Work instructions →
1. Check each statement against the blog post about British values. Answer yes or no, and quote the words that decide it. (a) The quoted column calls Britain's army world-class. (b) The blogger fully trusts the idea of a past Golden Age. (c) The song lyrics describe television running 12 hours a day.
2. In the blog post about British values, list every behavior named in the sentence that begins "In the last decade".

Sunday, January 4, 2009

The real British values will be delivered during the next ad-break

Jenny McCartney letting rip in the Telegraph:
It is time to face the truth that Britain’s startling economic boom didn’t make it a nicer place in which to live. In the last decade it has become a rougher, ruder country, with round-the-clock boozing, vomiting and fighting and frequent spates of stabbing. We have become ever more terrified of our teenagers, and contemptuous of our elderly.

We still have a world-class army, but one which has been dispatched to far-flung hell-holes for little public thanks or reward, while at home British citizens occupied themselves with endless television reality shows about how to look younger and buy and sell houses for profit. The state has extended its prying reach ever further into our personal lives, with intrusive plans for identity cards and enormous databases.

I’m always a bit wary of this implicit harkening back to a Golden Age which, in reality, could be just as rough and dangerous as it was now, although admittedly the main excesses were kept out of sight and mind of nayce journalists and novelists. But the intellectual vegetisation of a large part of the population, slumped in front of inane rubbish being pumped out 24/7 by the goggle-box in the corner, has certainly got worse and was predicted by the Disposable Heroes of Hypocrisy well over a decade ago:

Television, the drug of the nation
Breeding ignorance and feeding radiation
T.V., it satellite links
our united states of unconsciousness
apathetic therapeutic and extremely addictive
the methadone metronome pumping out
150 channels 24 hours a day

And making the population’s brains just the right kind of malleable mush that will accept unthinkingly the state’s attempt to control every aspect of our lives- in reality the biggest problem pointed out by Ms McCartney.

Data listing →
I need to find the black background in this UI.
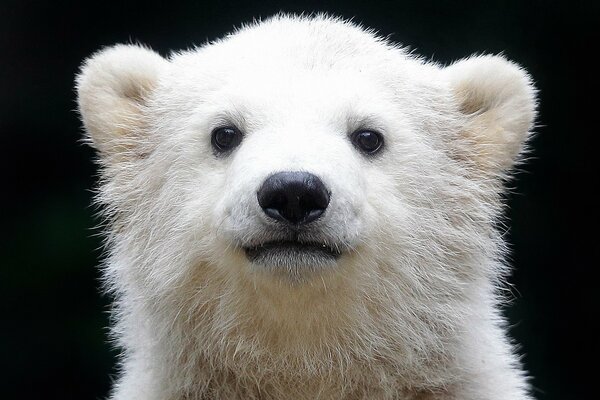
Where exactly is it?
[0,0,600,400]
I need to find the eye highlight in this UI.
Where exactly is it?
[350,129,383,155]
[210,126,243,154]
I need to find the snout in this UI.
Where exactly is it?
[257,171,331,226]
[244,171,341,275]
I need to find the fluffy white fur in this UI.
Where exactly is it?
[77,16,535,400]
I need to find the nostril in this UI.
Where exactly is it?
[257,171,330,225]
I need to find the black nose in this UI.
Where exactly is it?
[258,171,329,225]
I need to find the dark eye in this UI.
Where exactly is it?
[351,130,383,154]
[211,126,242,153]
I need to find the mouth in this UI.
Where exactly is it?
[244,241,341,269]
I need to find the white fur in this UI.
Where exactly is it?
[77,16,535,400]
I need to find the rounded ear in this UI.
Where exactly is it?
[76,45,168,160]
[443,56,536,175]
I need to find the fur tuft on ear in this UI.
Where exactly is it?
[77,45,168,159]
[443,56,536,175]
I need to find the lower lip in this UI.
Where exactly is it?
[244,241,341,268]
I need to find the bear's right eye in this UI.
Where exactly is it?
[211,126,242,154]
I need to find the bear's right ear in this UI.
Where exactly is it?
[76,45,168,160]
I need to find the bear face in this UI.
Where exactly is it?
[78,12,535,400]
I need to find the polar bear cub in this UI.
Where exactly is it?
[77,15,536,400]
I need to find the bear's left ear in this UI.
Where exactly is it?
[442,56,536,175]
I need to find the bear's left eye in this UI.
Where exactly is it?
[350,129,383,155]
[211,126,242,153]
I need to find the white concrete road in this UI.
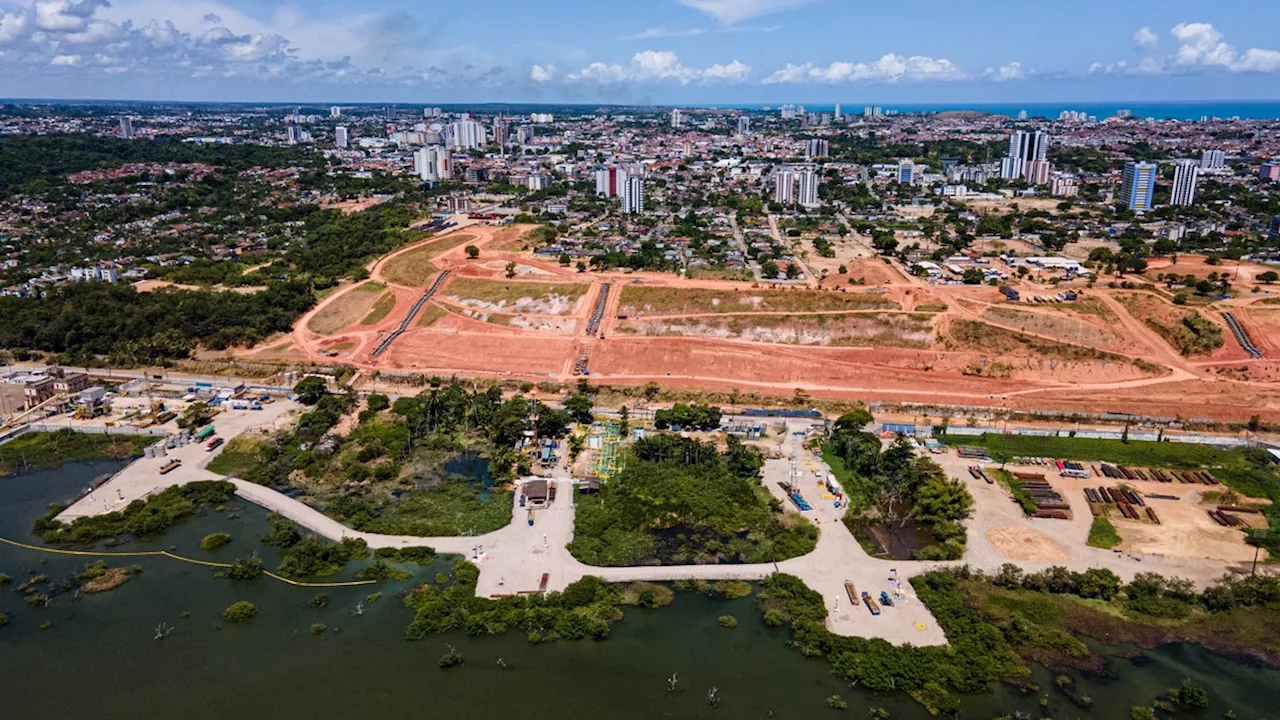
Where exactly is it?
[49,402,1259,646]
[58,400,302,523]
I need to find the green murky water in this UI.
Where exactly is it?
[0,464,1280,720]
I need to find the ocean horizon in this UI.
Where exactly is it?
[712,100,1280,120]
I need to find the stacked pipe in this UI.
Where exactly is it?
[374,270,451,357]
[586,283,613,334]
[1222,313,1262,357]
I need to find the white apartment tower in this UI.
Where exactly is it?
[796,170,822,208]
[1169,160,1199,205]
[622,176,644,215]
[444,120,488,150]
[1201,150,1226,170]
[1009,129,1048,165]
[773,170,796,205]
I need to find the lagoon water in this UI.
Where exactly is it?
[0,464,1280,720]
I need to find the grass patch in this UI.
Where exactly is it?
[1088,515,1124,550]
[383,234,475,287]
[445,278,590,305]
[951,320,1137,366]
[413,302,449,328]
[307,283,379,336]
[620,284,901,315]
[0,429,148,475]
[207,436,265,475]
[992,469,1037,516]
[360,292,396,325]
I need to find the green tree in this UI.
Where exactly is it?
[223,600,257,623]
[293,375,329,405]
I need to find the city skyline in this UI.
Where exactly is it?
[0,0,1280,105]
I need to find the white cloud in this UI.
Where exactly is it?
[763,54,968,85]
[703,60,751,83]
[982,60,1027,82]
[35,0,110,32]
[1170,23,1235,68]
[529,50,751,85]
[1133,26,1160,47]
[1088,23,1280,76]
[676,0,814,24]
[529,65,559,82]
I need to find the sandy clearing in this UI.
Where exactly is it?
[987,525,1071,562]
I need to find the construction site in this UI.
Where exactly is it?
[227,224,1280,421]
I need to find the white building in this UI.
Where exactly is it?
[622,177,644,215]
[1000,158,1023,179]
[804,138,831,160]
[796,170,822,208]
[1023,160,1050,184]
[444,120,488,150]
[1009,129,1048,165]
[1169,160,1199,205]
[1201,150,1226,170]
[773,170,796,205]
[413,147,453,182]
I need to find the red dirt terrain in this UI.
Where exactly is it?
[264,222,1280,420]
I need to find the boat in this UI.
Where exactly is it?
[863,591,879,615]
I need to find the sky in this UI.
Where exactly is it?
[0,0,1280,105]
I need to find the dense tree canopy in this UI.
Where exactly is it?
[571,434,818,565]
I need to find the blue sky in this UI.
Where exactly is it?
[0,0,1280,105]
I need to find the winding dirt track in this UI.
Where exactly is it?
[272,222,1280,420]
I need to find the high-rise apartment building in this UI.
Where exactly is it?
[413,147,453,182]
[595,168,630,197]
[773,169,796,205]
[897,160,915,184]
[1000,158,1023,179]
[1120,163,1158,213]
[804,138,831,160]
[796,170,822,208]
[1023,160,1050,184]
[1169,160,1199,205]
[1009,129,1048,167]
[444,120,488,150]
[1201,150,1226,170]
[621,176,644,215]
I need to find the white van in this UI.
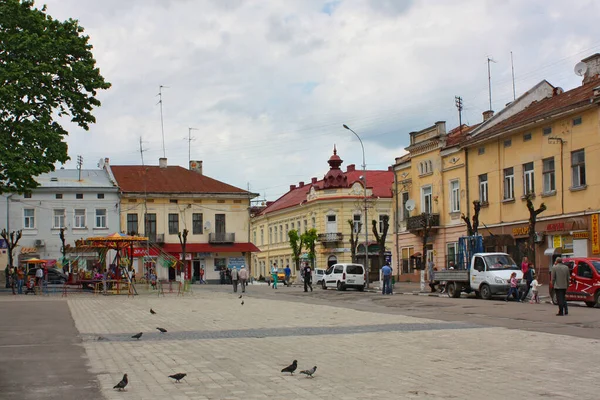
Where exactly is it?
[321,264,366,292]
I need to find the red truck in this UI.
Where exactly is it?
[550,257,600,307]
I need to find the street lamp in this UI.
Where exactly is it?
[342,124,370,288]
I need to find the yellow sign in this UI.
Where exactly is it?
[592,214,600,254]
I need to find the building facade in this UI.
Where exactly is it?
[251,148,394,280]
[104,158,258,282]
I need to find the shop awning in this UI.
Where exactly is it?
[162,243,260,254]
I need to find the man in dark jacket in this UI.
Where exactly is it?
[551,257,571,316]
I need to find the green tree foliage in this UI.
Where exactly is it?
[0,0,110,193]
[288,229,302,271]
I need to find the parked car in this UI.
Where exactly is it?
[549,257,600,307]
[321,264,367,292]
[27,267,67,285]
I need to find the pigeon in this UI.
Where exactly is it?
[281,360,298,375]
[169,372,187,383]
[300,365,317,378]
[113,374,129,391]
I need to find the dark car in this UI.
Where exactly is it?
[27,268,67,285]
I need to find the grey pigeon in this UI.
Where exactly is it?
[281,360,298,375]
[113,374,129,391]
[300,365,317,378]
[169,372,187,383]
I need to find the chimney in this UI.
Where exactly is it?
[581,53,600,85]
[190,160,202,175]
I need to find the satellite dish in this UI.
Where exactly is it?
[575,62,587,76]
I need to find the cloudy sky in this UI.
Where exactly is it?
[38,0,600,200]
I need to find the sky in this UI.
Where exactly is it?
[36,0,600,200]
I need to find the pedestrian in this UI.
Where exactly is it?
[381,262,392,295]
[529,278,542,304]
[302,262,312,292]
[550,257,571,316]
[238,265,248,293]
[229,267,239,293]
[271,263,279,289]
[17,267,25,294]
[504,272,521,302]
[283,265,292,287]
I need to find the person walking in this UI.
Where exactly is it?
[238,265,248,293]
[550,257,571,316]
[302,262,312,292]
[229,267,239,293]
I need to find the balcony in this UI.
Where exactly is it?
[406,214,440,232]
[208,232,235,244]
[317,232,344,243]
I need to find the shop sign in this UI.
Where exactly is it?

...

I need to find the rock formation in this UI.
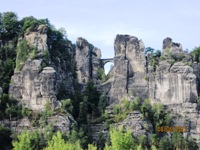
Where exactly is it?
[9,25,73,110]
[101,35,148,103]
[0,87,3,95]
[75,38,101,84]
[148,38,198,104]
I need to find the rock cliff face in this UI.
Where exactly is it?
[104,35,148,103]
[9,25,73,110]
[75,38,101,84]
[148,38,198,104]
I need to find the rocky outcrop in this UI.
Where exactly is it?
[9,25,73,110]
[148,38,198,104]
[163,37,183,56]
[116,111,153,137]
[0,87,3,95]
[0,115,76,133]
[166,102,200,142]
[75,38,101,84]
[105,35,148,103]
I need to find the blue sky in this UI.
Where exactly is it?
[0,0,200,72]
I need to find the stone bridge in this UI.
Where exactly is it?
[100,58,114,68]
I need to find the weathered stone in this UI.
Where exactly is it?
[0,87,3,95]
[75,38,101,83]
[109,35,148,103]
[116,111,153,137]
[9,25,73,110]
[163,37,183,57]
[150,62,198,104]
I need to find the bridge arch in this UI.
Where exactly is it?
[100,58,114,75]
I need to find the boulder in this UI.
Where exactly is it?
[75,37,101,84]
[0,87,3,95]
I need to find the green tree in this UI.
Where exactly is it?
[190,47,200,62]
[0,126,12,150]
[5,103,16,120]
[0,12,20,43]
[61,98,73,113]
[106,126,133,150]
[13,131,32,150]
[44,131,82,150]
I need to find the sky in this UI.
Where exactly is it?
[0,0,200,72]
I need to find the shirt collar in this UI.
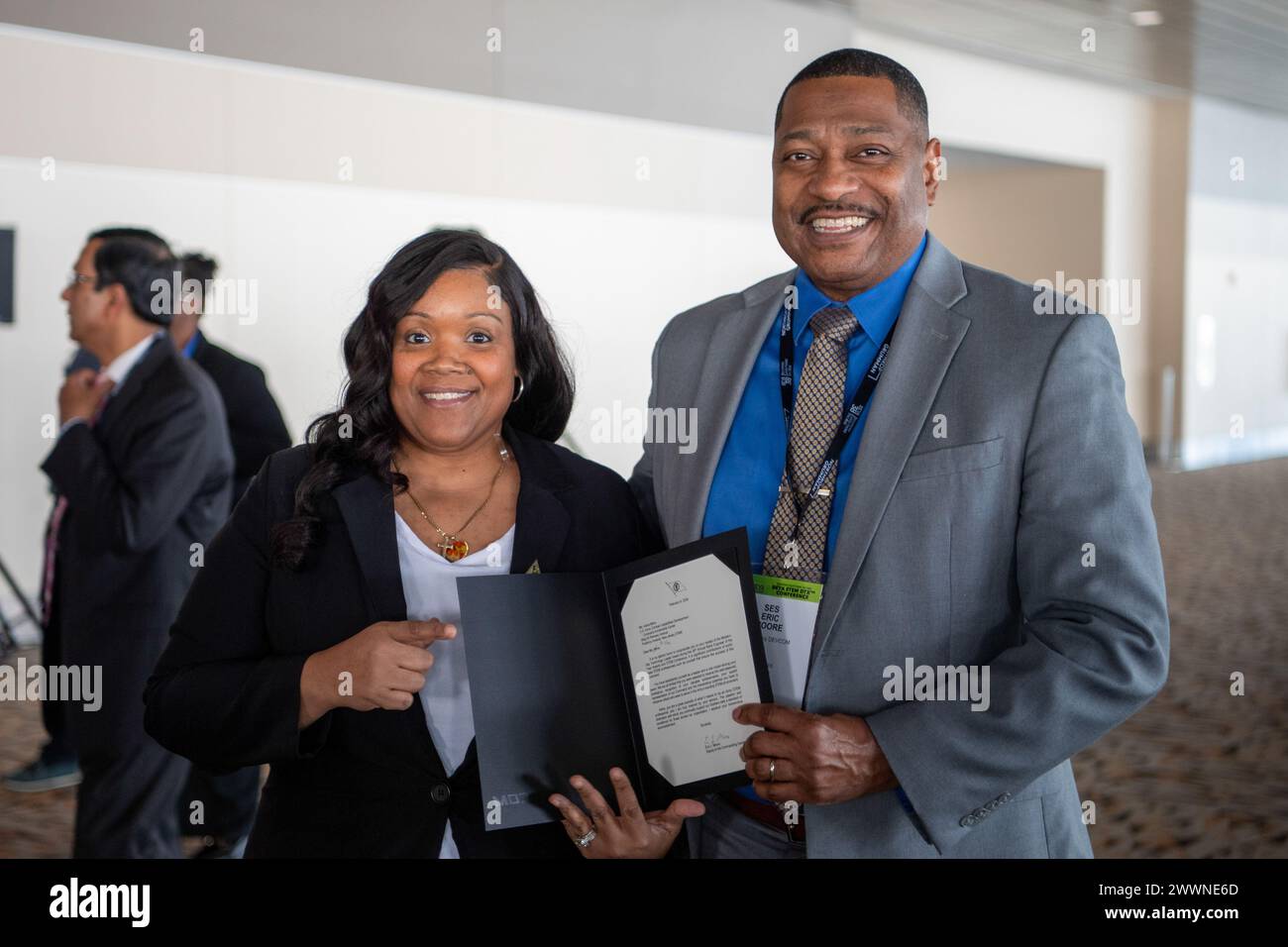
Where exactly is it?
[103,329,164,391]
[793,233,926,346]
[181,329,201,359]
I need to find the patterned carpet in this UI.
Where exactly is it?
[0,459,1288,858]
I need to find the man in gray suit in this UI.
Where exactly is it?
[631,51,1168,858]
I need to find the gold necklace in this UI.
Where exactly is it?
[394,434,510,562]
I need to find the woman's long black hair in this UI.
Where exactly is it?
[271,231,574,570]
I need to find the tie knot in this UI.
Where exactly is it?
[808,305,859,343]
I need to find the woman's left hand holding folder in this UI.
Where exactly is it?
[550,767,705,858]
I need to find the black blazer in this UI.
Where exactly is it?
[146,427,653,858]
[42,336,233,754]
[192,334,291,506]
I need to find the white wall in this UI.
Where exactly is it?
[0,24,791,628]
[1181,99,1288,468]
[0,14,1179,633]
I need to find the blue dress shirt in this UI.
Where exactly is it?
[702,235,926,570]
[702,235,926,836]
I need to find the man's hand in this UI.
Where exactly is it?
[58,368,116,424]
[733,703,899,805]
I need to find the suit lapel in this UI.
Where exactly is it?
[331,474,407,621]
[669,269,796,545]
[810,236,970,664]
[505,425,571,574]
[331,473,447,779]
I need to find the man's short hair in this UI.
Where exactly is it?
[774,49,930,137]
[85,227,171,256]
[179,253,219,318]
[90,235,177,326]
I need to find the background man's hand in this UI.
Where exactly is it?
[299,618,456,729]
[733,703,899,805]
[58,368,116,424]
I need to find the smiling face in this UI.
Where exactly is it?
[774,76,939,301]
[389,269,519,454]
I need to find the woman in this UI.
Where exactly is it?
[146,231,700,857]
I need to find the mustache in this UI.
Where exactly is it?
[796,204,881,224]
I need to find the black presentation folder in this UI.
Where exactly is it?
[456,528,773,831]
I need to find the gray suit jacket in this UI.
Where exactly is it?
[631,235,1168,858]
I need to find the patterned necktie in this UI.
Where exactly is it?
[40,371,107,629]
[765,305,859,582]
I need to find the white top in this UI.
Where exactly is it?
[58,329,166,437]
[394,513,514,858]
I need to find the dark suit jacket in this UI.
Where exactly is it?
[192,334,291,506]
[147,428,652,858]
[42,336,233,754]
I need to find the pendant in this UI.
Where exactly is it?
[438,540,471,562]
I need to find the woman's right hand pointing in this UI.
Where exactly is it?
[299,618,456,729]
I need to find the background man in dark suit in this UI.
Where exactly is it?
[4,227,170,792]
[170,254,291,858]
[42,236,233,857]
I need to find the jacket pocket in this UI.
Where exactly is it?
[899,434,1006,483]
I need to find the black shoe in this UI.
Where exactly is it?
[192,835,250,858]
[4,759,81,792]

---

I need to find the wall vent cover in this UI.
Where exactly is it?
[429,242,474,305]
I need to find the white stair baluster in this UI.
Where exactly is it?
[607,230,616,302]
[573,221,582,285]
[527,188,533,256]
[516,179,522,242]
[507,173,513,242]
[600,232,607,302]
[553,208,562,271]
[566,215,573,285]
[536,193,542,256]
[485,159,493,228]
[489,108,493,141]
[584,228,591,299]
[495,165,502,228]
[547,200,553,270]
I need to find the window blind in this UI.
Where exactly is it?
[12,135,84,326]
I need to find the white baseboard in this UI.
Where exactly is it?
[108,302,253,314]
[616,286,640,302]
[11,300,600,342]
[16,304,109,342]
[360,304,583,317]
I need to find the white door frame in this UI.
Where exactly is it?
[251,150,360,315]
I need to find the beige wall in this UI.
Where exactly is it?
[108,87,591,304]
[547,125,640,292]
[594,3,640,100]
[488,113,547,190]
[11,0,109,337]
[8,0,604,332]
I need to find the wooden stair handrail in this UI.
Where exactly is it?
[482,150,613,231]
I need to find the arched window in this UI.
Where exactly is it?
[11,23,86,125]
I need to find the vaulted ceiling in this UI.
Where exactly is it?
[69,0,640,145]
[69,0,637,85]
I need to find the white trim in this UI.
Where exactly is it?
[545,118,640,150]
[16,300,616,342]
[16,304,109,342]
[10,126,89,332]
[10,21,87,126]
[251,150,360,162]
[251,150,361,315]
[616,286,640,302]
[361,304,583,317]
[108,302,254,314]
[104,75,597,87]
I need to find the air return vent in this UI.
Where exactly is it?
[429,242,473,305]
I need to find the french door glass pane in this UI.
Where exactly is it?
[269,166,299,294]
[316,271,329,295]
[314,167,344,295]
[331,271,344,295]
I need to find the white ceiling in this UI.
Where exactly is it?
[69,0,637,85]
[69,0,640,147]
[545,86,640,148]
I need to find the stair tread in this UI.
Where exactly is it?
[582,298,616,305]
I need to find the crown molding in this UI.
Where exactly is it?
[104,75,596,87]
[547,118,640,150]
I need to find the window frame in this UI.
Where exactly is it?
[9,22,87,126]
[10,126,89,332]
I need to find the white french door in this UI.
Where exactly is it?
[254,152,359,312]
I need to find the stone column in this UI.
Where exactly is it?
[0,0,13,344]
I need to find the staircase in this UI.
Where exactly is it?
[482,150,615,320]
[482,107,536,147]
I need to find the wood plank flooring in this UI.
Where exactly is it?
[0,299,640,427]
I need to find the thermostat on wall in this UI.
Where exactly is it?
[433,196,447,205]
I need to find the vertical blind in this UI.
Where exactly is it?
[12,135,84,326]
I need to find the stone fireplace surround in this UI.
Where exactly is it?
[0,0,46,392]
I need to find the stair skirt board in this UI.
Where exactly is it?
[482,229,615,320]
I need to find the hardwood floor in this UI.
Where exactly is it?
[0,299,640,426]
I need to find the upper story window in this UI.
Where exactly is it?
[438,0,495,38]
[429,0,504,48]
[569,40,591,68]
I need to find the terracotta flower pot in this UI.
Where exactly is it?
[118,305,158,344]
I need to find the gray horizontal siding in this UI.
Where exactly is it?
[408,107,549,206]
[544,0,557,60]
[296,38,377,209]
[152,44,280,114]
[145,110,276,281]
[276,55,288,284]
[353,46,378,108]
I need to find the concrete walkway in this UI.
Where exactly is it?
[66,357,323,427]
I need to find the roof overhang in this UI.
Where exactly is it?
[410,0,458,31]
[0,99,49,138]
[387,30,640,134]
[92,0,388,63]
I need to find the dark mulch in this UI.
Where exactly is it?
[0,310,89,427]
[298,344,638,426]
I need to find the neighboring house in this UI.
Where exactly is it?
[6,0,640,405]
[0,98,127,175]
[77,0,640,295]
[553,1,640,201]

Task answers →
1.
(a) Yes: "We still have a world-class army"
(b) No: "I’m always a bit wary of this implicit harkening back to a Golden Age"
(c) No: "150 channels 24 hours a day"

2.
- round-the-clock boozing
- vomiting
- fighting
- frequent spates of stabbing